Reproduce the listing below, substituting "thermal frame" for every occurrence of "night-vision image" and leaving all other text unchanged.

<<<<

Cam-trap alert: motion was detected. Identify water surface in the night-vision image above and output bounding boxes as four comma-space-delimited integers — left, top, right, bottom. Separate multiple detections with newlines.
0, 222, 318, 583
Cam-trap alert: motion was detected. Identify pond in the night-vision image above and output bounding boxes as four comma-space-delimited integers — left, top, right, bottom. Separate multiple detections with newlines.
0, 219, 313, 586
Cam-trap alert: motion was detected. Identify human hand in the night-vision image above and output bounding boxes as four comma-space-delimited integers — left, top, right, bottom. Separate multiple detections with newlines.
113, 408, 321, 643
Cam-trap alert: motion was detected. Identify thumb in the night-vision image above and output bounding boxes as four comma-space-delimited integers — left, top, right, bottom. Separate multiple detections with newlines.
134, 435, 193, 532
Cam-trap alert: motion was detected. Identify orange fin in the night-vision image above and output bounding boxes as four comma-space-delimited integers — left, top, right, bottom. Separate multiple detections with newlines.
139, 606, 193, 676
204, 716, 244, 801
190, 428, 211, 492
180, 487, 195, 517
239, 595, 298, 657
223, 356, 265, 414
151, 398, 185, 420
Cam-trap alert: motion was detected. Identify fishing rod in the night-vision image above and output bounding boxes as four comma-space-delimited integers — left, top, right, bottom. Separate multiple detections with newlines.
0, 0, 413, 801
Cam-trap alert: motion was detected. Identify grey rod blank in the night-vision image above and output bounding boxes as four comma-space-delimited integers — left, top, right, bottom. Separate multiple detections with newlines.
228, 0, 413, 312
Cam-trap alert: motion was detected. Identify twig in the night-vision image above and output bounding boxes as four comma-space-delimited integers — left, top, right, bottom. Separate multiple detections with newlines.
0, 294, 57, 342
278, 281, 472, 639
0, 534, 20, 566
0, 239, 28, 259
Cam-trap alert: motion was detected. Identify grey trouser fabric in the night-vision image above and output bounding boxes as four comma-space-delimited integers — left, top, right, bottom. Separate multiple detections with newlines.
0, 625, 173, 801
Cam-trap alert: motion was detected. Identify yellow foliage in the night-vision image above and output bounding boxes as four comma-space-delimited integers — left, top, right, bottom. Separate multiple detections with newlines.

>>>>

> Reply
Cam-trap alert: motion was detected. Identify water surface in the thermal frame above and output bounding boxes as four comma-space-delimited integers — left, top, right, bottom. Separate multiple detections with newlines.
0, 222, 318, 583
Cam-trap alert: motion was detected. Identify pond in the thermal frame above and output bounding boxes as four comma-space-delimited integers — left, top, right, bottom. Separate multiple detections with newlines.
0, 219, 313, 586
Cam-trap alert: motion was detected. Identify human hand in the thermal frame above and output bounding boxes as four comma-space-delimited integers — left, top, right, bottom. Separate multiple detections with newlines.
113, 408, 321, 643
Cam-trap alert: motion was detected. Identify thumb in the thermal frame above and output bounding boxes as four comma-space-delimited integers — left, top, right, bottom. Separate multiple detections with newlines.
134, 435, 193, 532
Cam-trap alert: motion was detected. Identify orange fin in the thermal frame above and output bounding boxes as four comma-space-delimited integers — left, top, right, bottom. Separate multiple detections with newlines.
139, 606, 193, 676
204, 716, 244, 801
190, 428, 211, 492
180, 487, 195, 517
239, 595, 298, 657
223, 356, 265, 414
151, 398, 185, 420
Cam-trap alert: motion was detected. Identify fishing rod in the thermal frame above and output bounding boxes as four comma-space-delimited integers — left, top, right, bottom. Separate multiple detections with newlines.
0, 0, 413, 801
Cam-trap alert: motion was detected. Identify grey rod blank in the thermal frame above and output bounding boxes as four comma-space-delimited integers — left, top, right, bottom. Separate multiple detections with newlines.
228, 0, 413, 312
Cam-trap alert: motion was detected. Identify twig in the thermal frame above and output bounding boxes as four comma-space-delimited integers — left, top, right, bottom. Separate multiple detections with newlines.
0, 294, 57, 342
278, 281, 472, 639
0, 534, 20, 566
0, 239, 28, 259
Cam-trap alert: motion was detected. Identify grey trouser fabric in the thermal frame above and output bounding boxes as four comma-space-delimited integers — left, top, right, bottom. Separate multiple detections with newlines.
0, 625, 173, 801
Cam-trap alert: motion was detected. Identify yellow foliage in the thermal frame above and output bounding boxes as four comma-space-delimited integers — left, top, right, bottom. Separate multiple detections with newlines.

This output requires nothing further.